Fragmento del texto:
Antes de iniciarse la corrida, recordé que comenzaba el paseíllo: el desfile de los toreros. El turno individual, de este grupo, le tocaba entonces al rejoneador, que salía al ruedo con su larga lanza; luego se asomaba el banderillero, quien se desplazaba a pie, con una propiedad inmaculada. Después se presentaba el picador, encaramado en un apuesto caballo. Con su vara, buscaba un cambio en la conducta del toro. El último de la jornada era el torero, el hombre fuerte del trajín.
Una escena tras otra se desenvolvía entre el toro y el torero profesional. Un Sebastián Palomo Linares, un Luis Miguel Dominguín, o César Rincón –torero colombiano–, o Manuel Laureano Rodríguez, desafiando a ese toro de la mejor casta, un animal bravío por su peso, estatura, coraje, cuernos y tronco adecuado.

Problema a resolver: Transcribe sin cambios el pasaje del texto sobre la corrida de toros que va desde "Antes de iniciarse" hasta "fuerte del trajín.", ambos incluidos.

Entradas guardadas
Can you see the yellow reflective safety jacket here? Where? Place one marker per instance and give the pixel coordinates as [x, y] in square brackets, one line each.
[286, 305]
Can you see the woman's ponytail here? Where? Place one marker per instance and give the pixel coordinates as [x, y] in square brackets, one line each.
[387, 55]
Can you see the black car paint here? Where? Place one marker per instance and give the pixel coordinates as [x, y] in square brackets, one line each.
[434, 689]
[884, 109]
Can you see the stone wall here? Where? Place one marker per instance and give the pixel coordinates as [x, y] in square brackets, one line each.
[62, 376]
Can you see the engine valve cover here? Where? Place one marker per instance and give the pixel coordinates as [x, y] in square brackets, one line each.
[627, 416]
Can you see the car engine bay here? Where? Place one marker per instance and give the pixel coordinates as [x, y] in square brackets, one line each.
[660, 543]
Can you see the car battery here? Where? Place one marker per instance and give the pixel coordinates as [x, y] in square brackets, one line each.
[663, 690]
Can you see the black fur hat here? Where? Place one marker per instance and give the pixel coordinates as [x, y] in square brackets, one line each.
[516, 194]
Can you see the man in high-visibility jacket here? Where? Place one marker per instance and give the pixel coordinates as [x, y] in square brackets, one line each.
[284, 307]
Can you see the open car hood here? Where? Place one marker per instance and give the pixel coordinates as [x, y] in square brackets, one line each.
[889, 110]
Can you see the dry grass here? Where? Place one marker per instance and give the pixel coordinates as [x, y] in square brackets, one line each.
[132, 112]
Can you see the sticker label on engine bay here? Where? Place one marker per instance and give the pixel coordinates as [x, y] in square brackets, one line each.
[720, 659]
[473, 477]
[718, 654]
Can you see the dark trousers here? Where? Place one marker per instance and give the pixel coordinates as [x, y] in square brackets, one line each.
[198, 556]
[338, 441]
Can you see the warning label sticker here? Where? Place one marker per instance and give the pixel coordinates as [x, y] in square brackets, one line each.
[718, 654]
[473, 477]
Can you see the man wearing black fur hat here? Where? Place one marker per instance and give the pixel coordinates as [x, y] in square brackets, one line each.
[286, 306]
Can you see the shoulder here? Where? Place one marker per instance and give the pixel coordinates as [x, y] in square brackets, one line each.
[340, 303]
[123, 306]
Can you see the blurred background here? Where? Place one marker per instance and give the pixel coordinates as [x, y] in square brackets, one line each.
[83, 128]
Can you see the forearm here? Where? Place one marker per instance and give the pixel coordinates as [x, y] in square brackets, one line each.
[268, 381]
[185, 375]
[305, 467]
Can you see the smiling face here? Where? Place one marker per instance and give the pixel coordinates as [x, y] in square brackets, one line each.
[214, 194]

Solución del problema:
Antes de iniciarse la corrida, recordé que comenzaba el paseíllo: el desfile de los toreros. El turno individual, de este grupo, le tocaba entonces al rejoneador, que salía al ruedo con su larga lanza; luego se asomaba el banderillero, quien se desplazaba a pie, con una propiedad inmaculada. Después se presentaba el picador, encaramado en un apuesto caballo. Con su vara, buscaba un cambio en la conducta del toro. El último de la jornada era el torero, el hombre fuerte del trajín.